Instruction: Can you reproduce, word for word, the lines of the records below, beginning at the line that contains "Agricultural drone survey: scan the aerial photo for white" and continuing through the end of the records?

Extracted material:
++++

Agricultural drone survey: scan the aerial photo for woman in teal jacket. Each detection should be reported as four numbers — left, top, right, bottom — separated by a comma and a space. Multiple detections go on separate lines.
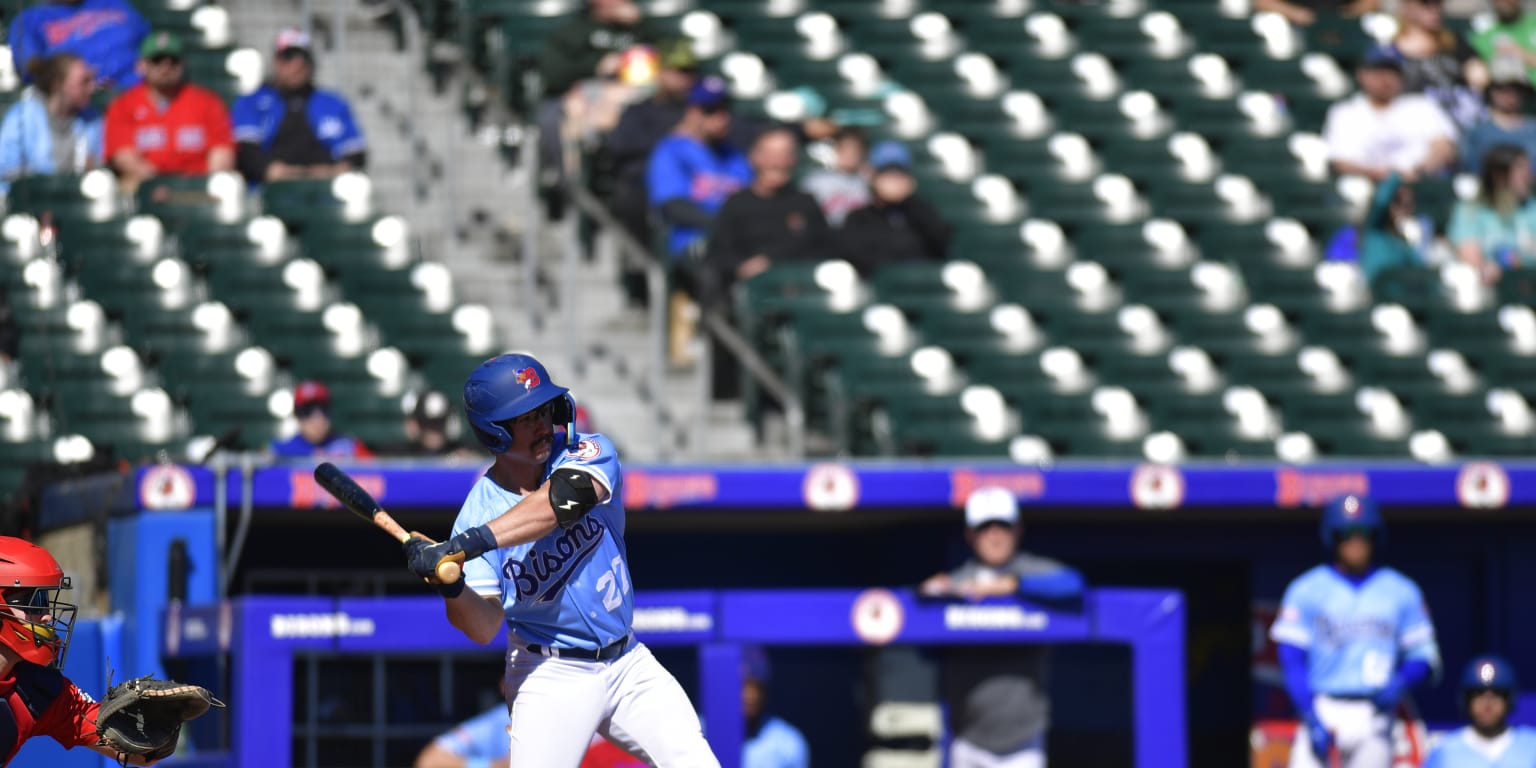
1448, 144, 1536, 283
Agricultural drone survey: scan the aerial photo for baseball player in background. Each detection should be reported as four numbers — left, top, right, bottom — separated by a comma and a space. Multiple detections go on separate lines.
1269, 496, 1439, 768
406, 355, 719, 768
919, 487, 1083, 768
1424, 656, 1536, 768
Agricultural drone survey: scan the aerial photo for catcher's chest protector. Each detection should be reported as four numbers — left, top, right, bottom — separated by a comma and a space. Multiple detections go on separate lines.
0, 662, 65, 765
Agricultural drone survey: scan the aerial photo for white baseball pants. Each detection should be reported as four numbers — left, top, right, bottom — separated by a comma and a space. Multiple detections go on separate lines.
507, 642, 720, 768
949, 739, 1046, 768
1290, 696, 1392, 768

++++

Response to this exercise:
Agricultural drone survey: scan the aerial photo for white baseball pants. Each detection should be reported as four numbers — left, top, right, bottom — separated by a comma and a space. Multiple detections go on separate lines.
507, 642, 720, 768
949, 739, 1046, 768
1290, 696, 1392, 768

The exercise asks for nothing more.